*Work to be completed:* Return the entries exactly as they appear.

____ Data section

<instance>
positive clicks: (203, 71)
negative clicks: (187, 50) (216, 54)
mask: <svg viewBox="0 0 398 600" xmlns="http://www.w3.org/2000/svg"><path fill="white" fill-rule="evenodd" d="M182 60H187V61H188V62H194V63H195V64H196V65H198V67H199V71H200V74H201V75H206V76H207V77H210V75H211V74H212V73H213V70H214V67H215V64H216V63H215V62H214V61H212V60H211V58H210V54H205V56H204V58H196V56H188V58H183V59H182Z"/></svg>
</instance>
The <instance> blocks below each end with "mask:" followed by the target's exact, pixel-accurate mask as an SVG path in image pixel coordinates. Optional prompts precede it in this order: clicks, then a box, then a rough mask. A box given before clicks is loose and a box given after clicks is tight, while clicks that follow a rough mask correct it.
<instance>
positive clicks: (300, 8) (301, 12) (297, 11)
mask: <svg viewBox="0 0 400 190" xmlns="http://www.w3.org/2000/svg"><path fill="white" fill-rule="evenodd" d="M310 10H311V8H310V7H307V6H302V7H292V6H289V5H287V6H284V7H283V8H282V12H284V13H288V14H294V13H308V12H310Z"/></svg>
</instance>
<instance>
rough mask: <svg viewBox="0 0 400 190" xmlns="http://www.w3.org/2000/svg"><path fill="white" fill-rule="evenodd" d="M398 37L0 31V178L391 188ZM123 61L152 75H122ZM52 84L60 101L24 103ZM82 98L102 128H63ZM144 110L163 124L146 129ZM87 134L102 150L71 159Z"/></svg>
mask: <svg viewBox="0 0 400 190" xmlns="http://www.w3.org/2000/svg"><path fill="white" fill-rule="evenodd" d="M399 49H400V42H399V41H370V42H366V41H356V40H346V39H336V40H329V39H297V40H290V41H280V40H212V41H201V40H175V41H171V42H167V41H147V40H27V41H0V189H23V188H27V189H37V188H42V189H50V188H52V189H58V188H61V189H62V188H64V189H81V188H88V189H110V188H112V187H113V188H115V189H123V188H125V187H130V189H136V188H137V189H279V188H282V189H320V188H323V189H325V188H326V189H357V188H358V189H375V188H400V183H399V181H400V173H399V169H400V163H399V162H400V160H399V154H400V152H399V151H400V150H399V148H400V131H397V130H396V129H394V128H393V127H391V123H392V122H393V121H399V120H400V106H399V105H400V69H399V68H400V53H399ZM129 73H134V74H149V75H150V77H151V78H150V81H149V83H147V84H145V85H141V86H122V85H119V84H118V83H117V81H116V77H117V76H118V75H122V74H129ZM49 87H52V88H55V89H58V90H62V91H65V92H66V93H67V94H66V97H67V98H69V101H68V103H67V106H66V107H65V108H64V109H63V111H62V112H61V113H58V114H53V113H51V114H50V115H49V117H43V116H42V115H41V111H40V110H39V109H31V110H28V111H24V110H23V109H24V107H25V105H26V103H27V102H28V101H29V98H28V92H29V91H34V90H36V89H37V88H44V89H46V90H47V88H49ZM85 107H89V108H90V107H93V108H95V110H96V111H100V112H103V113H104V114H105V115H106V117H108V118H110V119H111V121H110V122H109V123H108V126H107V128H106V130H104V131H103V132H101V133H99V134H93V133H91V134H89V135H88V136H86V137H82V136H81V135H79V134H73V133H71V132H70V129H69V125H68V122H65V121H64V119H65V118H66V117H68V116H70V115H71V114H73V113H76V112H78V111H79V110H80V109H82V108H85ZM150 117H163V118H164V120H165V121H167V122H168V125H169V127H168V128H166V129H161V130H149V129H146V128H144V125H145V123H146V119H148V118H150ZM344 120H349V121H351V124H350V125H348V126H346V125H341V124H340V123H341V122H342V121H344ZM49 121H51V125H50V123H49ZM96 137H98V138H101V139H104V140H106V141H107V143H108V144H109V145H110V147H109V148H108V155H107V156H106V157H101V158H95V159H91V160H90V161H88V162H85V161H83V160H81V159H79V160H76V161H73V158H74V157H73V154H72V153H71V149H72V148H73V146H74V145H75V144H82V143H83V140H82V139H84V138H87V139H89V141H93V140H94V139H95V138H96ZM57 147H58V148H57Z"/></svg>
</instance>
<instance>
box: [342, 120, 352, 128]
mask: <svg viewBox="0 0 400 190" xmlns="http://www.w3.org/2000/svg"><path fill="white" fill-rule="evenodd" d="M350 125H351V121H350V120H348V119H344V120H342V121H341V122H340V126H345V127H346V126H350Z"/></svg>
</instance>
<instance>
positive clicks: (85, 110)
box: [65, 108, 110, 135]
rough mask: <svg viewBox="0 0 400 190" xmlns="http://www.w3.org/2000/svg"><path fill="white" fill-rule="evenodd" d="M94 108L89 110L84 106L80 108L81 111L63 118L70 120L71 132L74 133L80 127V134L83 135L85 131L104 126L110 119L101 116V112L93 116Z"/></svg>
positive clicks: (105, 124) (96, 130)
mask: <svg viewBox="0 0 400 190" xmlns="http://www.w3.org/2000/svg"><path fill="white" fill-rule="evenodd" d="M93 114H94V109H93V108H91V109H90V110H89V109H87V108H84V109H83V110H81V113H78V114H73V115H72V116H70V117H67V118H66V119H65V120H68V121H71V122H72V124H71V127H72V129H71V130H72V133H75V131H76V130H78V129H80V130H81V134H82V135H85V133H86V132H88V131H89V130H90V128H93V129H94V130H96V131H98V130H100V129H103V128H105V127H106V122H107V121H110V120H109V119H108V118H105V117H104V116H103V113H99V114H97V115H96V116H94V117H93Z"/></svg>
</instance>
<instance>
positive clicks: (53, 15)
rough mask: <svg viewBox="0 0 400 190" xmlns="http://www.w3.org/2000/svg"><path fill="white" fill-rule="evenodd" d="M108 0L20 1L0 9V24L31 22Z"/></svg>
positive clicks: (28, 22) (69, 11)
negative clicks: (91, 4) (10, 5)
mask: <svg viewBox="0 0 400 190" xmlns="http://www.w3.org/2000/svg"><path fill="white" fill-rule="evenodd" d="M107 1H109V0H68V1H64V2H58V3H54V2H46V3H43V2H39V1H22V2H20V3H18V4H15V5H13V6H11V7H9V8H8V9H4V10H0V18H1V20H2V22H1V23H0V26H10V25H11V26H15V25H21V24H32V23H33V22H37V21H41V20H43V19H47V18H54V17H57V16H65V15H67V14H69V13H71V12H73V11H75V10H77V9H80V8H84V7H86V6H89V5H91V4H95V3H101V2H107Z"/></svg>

________

*Written answer:*
<instance>
positive clicks: (203, 71)
negative clicks: (187, 50) (216, 54)
mask: <svg viewBox="0 0 398 600" xmlns="http://www.w3.org/2000/svg"><path fill="white" fill-rule="evenodd" d="M182 60H187V61H188V62H194V63H195V64H196V65H198V67H199V71H200V74H201V75H206V76H207V77H210V75H211V74H212V73H213V70H214V67H215V64H216V63H215V62H214V61H212V60H211V58H210V54H205V56H204V58H196V56H188V58H183V59H182Z"/></svg>
</instance>
The <instance> blocks below each end with "mask:" followed by the target's exact, pixel-accurate mask as an SVG path in image pixel coordinates. Optional prompts precede it in this order: clicks, then a box, then a rough mask. A box given before clicks is loose and a box given after clicks is tight, while clicks that follow a rough mask correct it.
<instance>
positive clicks: (300, 8) (301, 12) (297, 11)
mask: <svg viewBox="0 0 400 190" xmlns="http://www.w3.org/2000/svg"><path fill="white" fill-rule="evenodd" d="M310 10H311V8H310V7H307V6H302V7H292V6H289V5H287V6H284V7H283V8H282V12H284V13H288V14H294V13H308V12H310Z"/></svg>
</instance>
<instance>
rough mask: <svg viewBox="0 0 400 190" xmlns="http://www.w3.org/2000/svg"><path fill="white" fill-rule="evenodd" d="M398 37L0 31V178L391 188ZM123 61L152 75H122ZM52 84L60 101L24 103ZM82 98L102 128H63ZM144 110L163 124L146 129ZM87 134L102 150L71 159Z"/></svg>
mask: <svg viewBox="0 0 400 190" xmlns="http://www.w3.org/2000/svg"><path fill="white" fill-rule="evenodd" d="M399 49H400V42H399V41H370V42H366V41H356V40H346V39H336V40H329V39H297V40H290V41H280V40H212V41H201V40H175V41H171V42H167V41H147V40H27V41H0V189H23V188H27V189H37V188H42V189H50V188H52V189H58V188H61V189H62V188H64V189H81V188H88V189H110V188H112V187H113V188H115V189H123V188H125V187H130V189H136V188H137V189H279V188H282V189H320V188H323V189H325V188H326V189H357V188H358V189H375V188H400V183H399V181H400V173H399V169H400V163H399V162H400V160H399V154H400V152H399V151H400V150H399V148H400V131H397V130H396V129H394V128H393V127H391V123H392V122H393V121H399V120H400V106H399V105H400V69H399V68H400V53H399ZM129 73H134V74H149V75H150V77H151V78H150V81H149V83H147V84H145V85H141V86H122V85H119V84H118V83H117V81H116V77H117V76H118V75H122V74H129ZM49 87H52V88H55V89H58V90H62V91H65V92H66V93H67V94H66V97H67V98H69V101H68V103H67V106H66V107H65V108H64V109H63V111H62V112H61V113H58V114H53V113H51V114H50V115H49V117H43V116H42V115H41V111H40V110H39V109H31V110H28V111H24V110H23V109H24V107H25V105H26V103H27V102H28V101H29V98H28V92H29V91H34V90H36V89H37V88H44V89H46V90H47V88H49ZM85 107H89V108H90V107H93V108H95V110H96V111H100V112H103V113H104V114H105V115H106V117H108V118H110V119H111V121H110V122H109V123H108V126H107V128H106V130H104V131H103V132H101V133H99V134H93V133H91V134H89V135H88V136H86V137H82V136H81V135H79V134H73V133H71V132H70V129H69V125H68V122H65V121H64V119H65V118H66V117H68V116H70V115H71V114H73V113H76V112H78V111H79V110H80V109H82V108H85ZM150 117H163V118H164V120H165V121H167V122H168V125H169V127H168V128H166V129H161V130H149V129H146V128H144V125H145V123H146V119H148V118H150ZM344 120H349V121H351V124H350V125H348V126H346V125H341V124H340V123H341V122H342V121H344ZM49 121H51V125H50V123H49ZM96 137H98V138H101V139H104V140H106V141H107V143H108V144H109V145H110V147H109V148H108V155H107V156H106V157H101V158H95V159H91V160H90V161H88V162H85V161H83V160H81V159H79V160H76V161H73V158H74V157H73V154H72V153H71V149H72V148H73V146H74V145H75V144H82V143H83V140H82V139H84V138H87V139H89V141H93V140H94V139H95V138H96ZM57 147H58V148H57Z"/></svg>
</instance>
<instance>
box: [342, 120, 352, 128]
mask: <svg viewBox="0 0 400 190" xmlns="http://www.w3.org/2000/svg"><path fill="white" fill-rule="evenodd" d="M350 125H351V121H350V120H348V119H344V120H342V121H341V122H340V126H345V127H346V126H350Z"/></svg>
</instance>
<instance>
positive clicks: (85, 110)
box: [65, 108, 110, 135]
rough mask: <svg viewBox="0 0 400 190" xmlns="http://www.w3.org/2000/svg"><path fill="white" fill-rule="evenodd" d="M94 108L89 110L84 106L80 108L81 111L63 118L70 120L71 132L74 133L80 127V134L83 135L85 131L104 126L110 119L101 116V112L93 116Z"/></svg>
positive clicks: (105, 124) (96, 130)
mask: <svg viewBox="0 0 400 190" xmlns="http://www.w3.org/2000/svg"><path fill="white" fill-rule="evenodd" d="M93 114H94V109H93V108H91V109H90V110H89V109H87V108H84V109H83V110H81V113H78V114H73V115H72V116H70V117H67V118H66V119H65V120H68V121H71V122H72V124H71V127H72V129H71V130H72V133H75V131H76V130H78V129H80V130H81V134H82V135H85V133H86V132H88V131H89V130H90V128H93V129H94V130H96V131H98V130H100V129H103V128H105V127H106V122H107V121H110V120H109V119H108V118H105V117H104V116H103V113H99V114H97V115H96V116H94V117H93Z"/></svg>
</instance>
<instance>
positive clicks: (53, 15)
rough mask: <svg viewBox="0 0 400 190" xmlns="http://www.w3.org/2000/svg"><path fill="white" fill-rule="evenodd" d="M108 0L20 1L0 9V24L31 22Z"/></svg>
positive clicks: (28, 22) (69, 11)
negative clicks: (91, 4) (10, 5)
mask: <svg viewBox="0 0 400 190" xmlns="http://www.w3.org/2000/svg"><path fill="white" fill-rule="evenodd" d="M107 1H109V0H68V1H64V2H58V3H54V2H46V3H43V2H39V1H22V2H20V3H18V4H15V5H13V6H11V7H9V8H8V9H4V10H0V18H1V20H2V22H1V23H0V26H10V25H11V26H15V25H21V24H32V23H33V22H37V21H41V20H43V19H47V18H54V17H57V16H65V15H67V14H69V13H71V12H73V11H75V10H77V9H80V8H84V7H86V6H89V5H91V4H95V3H101V2H107Z"/></svg>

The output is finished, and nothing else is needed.